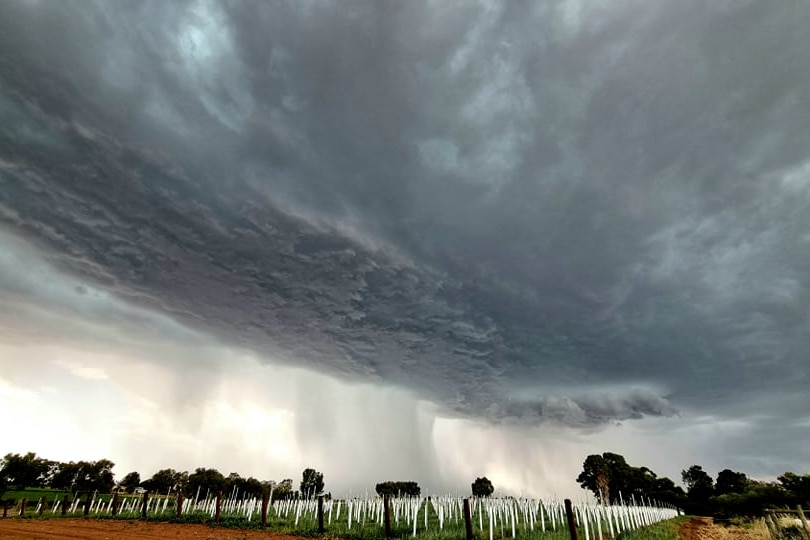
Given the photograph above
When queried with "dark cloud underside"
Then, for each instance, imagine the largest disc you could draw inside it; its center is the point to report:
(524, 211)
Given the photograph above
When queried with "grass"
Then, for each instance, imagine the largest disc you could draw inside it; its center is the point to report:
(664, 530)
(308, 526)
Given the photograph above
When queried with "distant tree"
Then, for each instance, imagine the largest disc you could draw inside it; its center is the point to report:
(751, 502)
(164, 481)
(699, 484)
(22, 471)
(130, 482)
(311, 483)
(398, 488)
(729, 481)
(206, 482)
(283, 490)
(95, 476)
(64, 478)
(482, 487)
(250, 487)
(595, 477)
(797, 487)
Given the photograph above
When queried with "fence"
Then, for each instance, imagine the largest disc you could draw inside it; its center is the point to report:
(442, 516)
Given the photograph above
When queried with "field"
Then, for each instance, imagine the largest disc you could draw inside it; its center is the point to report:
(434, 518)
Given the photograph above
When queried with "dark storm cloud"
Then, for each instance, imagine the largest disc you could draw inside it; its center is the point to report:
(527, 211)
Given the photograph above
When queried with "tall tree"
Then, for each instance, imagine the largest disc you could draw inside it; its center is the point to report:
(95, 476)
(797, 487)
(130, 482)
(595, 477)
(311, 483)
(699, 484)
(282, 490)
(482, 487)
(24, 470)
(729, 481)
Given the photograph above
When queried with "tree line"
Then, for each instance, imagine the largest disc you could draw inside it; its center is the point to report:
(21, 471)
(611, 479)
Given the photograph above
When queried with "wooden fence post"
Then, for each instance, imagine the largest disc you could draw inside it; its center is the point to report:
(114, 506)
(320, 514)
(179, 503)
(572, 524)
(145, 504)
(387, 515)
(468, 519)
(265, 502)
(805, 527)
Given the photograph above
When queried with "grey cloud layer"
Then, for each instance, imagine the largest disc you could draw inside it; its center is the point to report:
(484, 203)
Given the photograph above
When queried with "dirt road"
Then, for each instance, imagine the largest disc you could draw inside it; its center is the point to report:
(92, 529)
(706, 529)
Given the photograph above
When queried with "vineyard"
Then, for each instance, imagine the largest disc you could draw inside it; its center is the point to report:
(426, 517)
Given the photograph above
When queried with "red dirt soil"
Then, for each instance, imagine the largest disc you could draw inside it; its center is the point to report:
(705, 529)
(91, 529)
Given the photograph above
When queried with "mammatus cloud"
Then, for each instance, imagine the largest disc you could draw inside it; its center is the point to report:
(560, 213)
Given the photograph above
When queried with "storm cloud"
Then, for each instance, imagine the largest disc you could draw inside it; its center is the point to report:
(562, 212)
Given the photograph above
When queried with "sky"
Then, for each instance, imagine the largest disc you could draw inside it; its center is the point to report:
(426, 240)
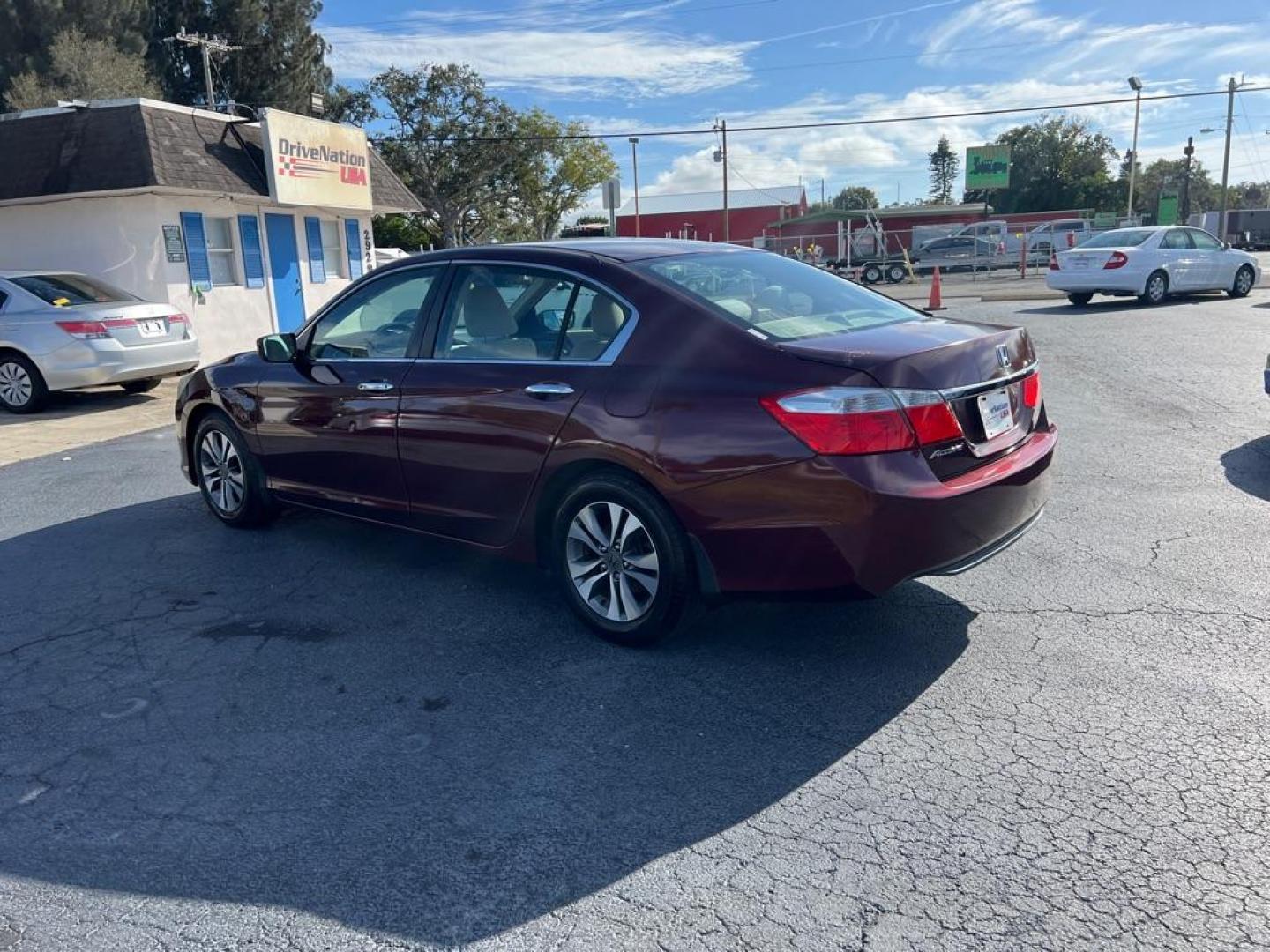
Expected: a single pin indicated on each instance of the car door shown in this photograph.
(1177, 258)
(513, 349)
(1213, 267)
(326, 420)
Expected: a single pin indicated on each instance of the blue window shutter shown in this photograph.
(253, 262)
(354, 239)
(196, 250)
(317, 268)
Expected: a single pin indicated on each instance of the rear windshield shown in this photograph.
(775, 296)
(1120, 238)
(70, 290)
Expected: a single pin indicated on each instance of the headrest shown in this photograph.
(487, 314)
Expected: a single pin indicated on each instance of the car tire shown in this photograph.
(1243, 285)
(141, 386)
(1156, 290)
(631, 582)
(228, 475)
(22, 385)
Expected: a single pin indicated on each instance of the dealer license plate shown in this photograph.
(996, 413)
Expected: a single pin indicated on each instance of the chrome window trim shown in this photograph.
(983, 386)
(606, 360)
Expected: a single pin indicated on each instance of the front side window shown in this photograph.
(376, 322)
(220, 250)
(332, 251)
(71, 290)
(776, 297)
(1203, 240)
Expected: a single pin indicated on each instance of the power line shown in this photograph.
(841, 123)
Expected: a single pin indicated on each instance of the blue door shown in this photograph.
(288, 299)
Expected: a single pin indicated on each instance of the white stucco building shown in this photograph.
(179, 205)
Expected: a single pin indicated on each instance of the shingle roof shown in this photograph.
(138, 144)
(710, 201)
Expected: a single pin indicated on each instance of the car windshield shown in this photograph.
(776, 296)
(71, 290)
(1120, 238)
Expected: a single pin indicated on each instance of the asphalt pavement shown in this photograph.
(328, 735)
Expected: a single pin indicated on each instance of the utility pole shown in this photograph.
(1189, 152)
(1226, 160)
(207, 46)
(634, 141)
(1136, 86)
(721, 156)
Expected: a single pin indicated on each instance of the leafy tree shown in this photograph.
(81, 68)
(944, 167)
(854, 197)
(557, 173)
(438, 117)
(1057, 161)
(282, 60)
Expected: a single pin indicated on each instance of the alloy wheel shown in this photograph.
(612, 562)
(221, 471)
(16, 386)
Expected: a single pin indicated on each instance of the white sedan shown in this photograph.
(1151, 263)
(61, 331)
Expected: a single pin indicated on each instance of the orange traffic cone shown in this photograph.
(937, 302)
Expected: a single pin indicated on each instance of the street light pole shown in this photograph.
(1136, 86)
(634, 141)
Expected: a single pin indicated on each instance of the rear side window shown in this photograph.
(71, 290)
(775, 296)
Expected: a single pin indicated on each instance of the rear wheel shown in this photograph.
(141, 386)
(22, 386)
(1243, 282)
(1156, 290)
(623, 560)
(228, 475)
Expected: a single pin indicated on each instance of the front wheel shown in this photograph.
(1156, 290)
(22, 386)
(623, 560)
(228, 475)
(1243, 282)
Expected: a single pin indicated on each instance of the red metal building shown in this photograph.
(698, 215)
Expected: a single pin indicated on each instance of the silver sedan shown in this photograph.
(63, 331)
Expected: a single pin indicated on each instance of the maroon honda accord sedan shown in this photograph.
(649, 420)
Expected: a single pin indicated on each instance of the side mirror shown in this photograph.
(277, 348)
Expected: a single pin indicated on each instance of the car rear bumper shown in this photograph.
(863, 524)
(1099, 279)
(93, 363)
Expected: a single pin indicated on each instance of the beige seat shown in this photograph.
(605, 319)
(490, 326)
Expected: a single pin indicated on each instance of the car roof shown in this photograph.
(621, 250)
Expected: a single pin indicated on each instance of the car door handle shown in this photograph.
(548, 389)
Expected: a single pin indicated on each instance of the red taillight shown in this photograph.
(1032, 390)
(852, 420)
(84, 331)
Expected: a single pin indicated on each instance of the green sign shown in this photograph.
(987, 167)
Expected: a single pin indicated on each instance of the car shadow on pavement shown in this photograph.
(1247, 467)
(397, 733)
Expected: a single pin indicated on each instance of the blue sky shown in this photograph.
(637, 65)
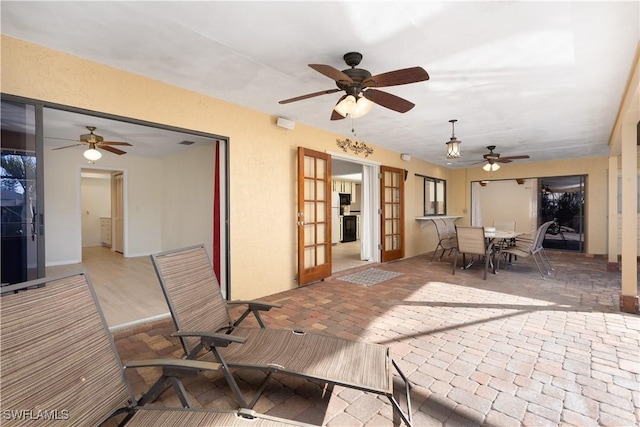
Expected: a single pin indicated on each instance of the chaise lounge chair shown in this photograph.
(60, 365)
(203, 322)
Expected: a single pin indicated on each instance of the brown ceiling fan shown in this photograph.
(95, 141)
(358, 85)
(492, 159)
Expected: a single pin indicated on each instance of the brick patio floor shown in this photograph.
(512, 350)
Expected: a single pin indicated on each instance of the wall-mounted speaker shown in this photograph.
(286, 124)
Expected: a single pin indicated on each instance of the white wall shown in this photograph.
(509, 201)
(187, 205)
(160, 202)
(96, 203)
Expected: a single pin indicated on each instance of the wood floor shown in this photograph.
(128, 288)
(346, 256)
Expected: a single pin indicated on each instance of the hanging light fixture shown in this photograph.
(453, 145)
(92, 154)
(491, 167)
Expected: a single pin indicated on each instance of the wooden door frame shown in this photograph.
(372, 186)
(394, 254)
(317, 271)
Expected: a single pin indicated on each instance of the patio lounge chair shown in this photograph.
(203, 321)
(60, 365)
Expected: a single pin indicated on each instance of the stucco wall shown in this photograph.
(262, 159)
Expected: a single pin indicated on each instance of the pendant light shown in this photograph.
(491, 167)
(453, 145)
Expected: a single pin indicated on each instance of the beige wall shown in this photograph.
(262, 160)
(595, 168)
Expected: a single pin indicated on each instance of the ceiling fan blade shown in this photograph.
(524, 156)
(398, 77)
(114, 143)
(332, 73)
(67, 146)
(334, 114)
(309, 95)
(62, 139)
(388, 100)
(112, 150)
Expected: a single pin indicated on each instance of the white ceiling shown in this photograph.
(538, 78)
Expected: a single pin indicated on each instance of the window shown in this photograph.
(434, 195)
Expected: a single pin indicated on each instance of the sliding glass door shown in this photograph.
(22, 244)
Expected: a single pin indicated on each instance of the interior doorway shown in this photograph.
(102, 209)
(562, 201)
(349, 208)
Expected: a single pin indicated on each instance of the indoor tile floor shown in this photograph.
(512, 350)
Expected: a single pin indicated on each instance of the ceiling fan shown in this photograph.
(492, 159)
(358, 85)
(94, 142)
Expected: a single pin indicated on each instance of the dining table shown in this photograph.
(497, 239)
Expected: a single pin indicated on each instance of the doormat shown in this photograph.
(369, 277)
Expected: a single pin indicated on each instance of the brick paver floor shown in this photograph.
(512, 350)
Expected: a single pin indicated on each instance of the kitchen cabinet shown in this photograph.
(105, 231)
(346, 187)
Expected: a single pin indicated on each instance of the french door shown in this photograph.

Work order:
Set down only these lines, exactly: the one containing "Expected: a single pin indicated on each instance of the window" and each line after it through the end of the entries above.

Reply:
Expected: a single pin indicated on each instance of the window shown in this photograph.
(434, 195)
Expected: a single pin indicated on each instance of the sliding glass door shown in this photograph.
(22, 244)
Expected: a single pin indicated on each instance of the interior doorway shown in this photograph.
(102, 209)
(562, 201)
(349, 208)
Expected: a single pin indicated on each instance of the indoor tile floor shown in this photograph.
(512, 350)
Expected: a single pin indicated on each instance of the ceiling fan shown in this photograph.
(492, 159)
(358, 85)
(94, 142)
Expected: a single pin indicated on each instance of the dining table shown in this photograph.
(497, 239)
Expected: a single pin indicated on each instance of the doormat shown in this photograph.
(369, 277)
Expected: a single pin indicated on each instance of the brick paver floor shown in this photograph.
(512, 350)
Expected: a single pin indicated on each instance of the kitchen cabinet shown in this photograph.
(105, 231)
(346, 187)
Expected: a single pin indicated on each instance of the french door shown in this photograph.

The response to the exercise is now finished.